§ TASK INSTRUCTIONS: Convert every entry below into a two-column CSV with the header text,answer, giving one row per entry. Enclose each field in double quotes and replace any line breaks within a field with spaces.
[START OF SUPPLIED MATERIAL]
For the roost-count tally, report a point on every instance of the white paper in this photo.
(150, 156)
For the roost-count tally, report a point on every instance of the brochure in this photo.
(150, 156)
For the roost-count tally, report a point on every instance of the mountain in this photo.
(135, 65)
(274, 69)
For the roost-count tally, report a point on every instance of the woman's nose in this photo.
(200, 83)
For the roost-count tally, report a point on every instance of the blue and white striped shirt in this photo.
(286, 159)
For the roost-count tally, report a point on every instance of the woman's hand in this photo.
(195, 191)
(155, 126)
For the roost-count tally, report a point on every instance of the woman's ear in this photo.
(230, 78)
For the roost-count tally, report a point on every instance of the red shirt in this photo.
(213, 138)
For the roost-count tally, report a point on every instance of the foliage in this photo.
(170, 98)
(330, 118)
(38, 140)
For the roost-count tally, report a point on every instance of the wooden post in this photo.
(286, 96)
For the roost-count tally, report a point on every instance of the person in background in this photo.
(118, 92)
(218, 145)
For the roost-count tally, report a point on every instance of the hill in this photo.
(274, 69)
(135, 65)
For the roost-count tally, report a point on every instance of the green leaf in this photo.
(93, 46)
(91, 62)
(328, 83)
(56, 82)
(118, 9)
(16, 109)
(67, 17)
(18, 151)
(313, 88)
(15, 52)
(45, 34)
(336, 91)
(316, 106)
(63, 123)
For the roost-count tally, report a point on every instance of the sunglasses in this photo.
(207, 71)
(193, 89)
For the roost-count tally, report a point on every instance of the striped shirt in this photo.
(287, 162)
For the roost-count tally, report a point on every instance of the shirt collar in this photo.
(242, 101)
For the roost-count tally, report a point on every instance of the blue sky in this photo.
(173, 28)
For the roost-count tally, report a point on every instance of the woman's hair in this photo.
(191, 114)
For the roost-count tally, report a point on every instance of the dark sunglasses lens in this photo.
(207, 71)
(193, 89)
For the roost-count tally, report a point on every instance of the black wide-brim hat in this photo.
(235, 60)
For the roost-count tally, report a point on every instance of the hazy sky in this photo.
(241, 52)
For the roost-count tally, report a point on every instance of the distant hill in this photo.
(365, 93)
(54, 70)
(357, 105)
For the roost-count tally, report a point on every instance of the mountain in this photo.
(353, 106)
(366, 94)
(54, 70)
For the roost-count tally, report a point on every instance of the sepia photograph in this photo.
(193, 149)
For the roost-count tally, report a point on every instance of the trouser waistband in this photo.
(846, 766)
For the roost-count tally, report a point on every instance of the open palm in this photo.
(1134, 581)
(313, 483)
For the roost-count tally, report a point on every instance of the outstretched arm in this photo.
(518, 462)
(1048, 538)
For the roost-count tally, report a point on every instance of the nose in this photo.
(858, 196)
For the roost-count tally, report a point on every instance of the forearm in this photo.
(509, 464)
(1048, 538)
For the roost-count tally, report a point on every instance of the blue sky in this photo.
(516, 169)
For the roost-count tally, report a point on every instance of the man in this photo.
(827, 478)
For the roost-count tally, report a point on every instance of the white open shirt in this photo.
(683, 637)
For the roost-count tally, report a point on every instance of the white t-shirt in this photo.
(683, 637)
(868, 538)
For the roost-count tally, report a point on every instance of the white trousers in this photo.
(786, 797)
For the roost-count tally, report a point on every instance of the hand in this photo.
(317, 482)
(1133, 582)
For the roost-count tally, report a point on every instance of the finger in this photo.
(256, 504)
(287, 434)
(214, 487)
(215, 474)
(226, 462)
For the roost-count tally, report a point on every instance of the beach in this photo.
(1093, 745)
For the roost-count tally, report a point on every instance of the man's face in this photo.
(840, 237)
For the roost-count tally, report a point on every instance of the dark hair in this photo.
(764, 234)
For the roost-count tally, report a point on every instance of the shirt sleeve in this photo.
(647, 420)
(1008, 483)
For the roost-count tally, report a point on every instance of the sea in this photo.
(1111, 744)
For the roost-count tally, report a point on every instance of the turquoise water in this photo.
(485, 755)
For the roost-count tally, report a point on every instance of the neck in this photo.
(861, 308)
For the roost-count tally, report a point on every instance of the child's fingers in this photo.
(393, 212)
[END OF SUPPLIED MATERIAL]
§ RESULT BELOW:
text,answer
"For the roost-count tally, report a point on every instance of the white paper in this photo.","(150, 156)"
"For the roost-count tally, report a point on every instance of the brochure in this photo.","(150, 156)"
"For the roost-count tally, report a point on every instance of the mountain in this photo.","(135, 65) (274, 69)"
"For the roost-count tally, report a point on every instance of the woman's nose in this photo.","(200, 83)"
"For the roost-count tally, report a point on every instance of the blue and white striped shirt in this photo.","(286, 159)"
"For the roost-count tally, report a point on every instance of the woman's hand in this photo.","(195, 191) (155, 126)"
"For the roost-count tally, report a point on every instance of the woman's ear in this photo.","(230, 78)"
"For the roost-count tally, report a point on every instance of the red shirt in this photo.","(213, 138)"
"For the roost-count tally, report a point on every instance of the foliage in this photo.","(170, 98) (330, 118) (38, 140)"
"For the roost-count tally, report a point on every instance of the wooden post in this photo.","(286, 96)"
"For the roost-count tally, report a point on every instance of the person in background in this photo.","(118, 92) (218, 145)"
"For the roost-count tally, report a point on every instance of the hill in this photo.","(274, 69) (135, 65)"
"For the roost-count tally, report a point on every instance of the green leaf in this photo.","(93, 46) (91, 62) (328, 83) (56, 82) (118, 9) (16, 109) (67, 17) (18, 151) (313, 88) (15, 52) (45, 34) (336, 91) (316, 106) (63, 123)"
"For the roost-count tally, report a point on every instance of the sunglasses in this photo.","(207, 71) (193, 89)"
"For the roost-count tally, report a point on every instance of the striped shirt in this photo.","(287, 162)"
"For the roost-count tally, report a point on every instance of the shirt collar in this photo.","(242, 101)"
"For the roost-count tally, report a point on every instance of the blue sky in this photo.","(173, 28)"
"For the roost-count tally, report a point on every instance of the woman's hair in this photo.","(191, 114)"
"For the roost-count tally, report a point on every instance of the dark sunglasses lens in this photo.","(207, 71) (193, 89)"
"For the roost-count tally, report a point on every instance of the black wide-brim hat in this photo.","(235, 60)"
"For the roost-count tally, report a point on every instance of the hazy sky in this photo.","(241, 52)"
"For the roost-count tally, report a point on every instance of the distant hill in this photo.","(365, 93) (54, 70) (357, 105)"
"For the roost-count tally, report a point on every instance of the mountain in this photo.","(353, 106) (366, 94) (54, 70)"
"For the roost-count tally, report a point on every instance of the sepia photograph in this photo.","(193, 149)"
"For the roost-count tally, report a point on every instance of the trouser waistband in this photo.","(846, 766)"
"For the roost-count tally, report a point on every instance of the open palm in this photo.","(1134, 581) (313, 483)"
"For the roost-count tally, report a point on every instance of the outstretched arm in this photo.","(518, 462) (1048, 538)"
"For the roost-count tally, report a point on every instance of the nose in this photo.","(858, 196)"
"For the roost-count tally, report a point on every instance of the forearm in this photo.","(509, 464) (1048, 538)"
"For the roost-count tally, report a point on every instance of the blue sky in this photo.","(516, 169)"
"For the roost-count tally, report a point on every instance of the man in this photo.","(827, 478)"
"For the roost-count tally, report a point on every instance of the white open shirt in this photo.","(683, 637)"
"For the roost-count tally, report a point on every instance of the white t-shirt in this photo.","(683, 637) (868, 538)"
"For the roost-count tally, report a point on every instance of the white trousers in this photo.","(786, 797)"
"For the roost-count tally, report a point on every instance of the hand in this photo.","(317, 482) (1133, 582)"
"For the roost-count tally, report a point on every instance of the finger in this photo.","(256, 504) (287, 434) (214, 487) (215, 474) (226, 462)"
"For the roost-count tally, report a point on every instance of the beach in this photo.","(1093, 745)"
"For the roost-count tally, report a point on every instance of the man's face in this photo.","(840, 237)"
"For the roost-count tally, report a point on every instance of the dark hair in this photo.","(764, 234)"
"For the roost-count tally, report a point on every instance of the shirt sleeve in this photo.","(647, 420) (1008, 483)"
"For the roost-count tally, report a point on every instance of the sea in this photo.","(1111, 744)"
"For the roost-count tally, report a point on every instance of the turquoise water in this photo.","(485, 755)"
"For the roost-count tally, report a point on every instance of the neck in this photo.","(861, 308)"
"For the roost-count tally, report a point on every instance of the child's fingers in this photo.","(393, 212)"